WHAT NEEDS TO BE DONE | How many lines of the items below contain the word "Please"? Reply with the number alone.

MATERIAL TO PROCESS |
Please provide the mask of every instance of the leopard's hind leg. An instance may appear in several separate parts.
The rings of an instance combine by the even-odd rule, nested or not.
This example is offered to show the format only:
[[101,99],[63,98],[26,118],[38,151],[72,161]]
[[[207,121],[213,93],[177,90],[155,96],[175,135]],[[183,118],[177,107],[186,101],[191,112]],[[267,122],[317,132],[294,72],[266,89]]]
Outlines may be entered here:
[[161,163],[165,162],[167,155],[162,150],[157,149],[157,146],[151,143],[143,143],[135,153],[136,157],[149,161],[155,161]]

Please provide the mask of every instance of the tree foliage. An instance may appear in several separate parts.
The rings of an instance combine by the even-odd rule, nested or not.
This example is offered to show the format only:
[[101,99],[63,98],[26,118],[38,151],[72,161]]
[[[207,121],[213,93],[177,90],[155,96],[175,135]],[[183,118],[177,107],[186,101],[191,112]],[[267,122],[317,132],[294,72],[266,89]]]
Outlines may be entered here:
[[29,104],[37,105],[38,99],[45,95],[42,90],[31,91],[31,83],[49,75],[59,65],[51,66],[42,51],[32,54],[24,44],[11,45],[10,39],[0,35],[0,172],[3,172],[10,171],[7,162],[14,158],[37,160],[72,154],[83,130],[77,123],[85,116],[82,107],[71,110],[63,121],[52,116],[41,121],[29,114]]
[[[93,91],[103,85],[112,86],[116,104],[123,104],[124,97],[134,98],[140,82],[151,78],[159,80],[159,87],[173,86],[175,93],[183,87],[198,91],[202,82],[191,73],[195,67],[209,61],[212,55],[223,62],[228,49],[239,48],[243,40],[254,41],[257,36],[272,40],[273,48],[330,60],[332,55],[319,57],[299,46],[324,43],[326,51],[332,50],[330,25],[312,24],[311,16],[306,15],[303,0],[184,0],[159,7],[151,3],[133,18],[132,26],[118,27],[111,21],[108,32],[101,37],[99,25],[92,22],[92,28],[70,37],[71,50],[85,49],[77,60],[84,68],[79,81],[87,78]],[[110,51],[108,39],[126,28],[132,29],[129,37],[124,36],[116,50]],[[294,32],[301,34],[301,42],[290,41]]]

WRITTEN RESPONSE | 2